Supplied passage:
*** Begin section ***

Vasiliy Vasilievich Nalimov (Васи́лий Васи́льевич Нали́мов; 4 November 1910, Moscow – 19 January 1997) was a Russian philosopher and humanist and wrote on Transpersonal Psychology. His main areas of research were the philosophy of probability and its biological, mathematical, and linguistic manifestations. He also studied the roles of gnosticism and mysticism in science. Thompson (1993) summarizes Nalimov as: "...philosopher, educator, devoted husband, mathematician, dissident, writer, and (although he may deny it) visionary".

Nalimov has a reputation as a founder of the area of Scientometrics, as he coined the Russian term "Naukometriya" in 1969, together with Zinaida Maksimovna Mulchenko.
He was not proposing the concept of citation index, as sometimes claimed. That idea reaches much further back (1873) and was first professionally used in the area of law to look up related cases Shepard's Citations. It was introduced on a large scale for science first by Eugene Garfield.

Nalimov's father, Vasily Petrovich, obtained a formal medical degree in Moscow, was an anthropologist and ethnographer and was considered a shaman by his community. Nalimov's mother, Nadezhda Ivanovna, was among the first group of women to graduate as physicians in Russia.

Nalimov was a co-worker of the mathematician Andrey Kolmogorov. Rustum Roy held Nalimov in high regard and sponsored some of his works.

*** End section ***

Data segment:
*** Begin section ***

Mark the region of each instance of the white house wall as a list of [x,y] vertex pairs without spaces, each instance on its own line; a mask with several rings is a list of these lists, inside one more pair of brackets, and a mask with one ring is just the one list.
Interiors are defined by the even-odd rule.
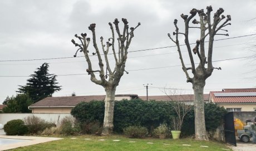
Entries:
[[24,119],[28,116],[35,115],[56,125],[60,124],[61,120],[70,114],[60,113],[1,113],[0,114],[0,124],[4,125],[7,122],[13,119]]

*** End section ***

Work instructions: According to the Nalimov passage, in what year did he coin the Russian term "Naukometriya"? Please answer in a few words.

Task solution: In 1969.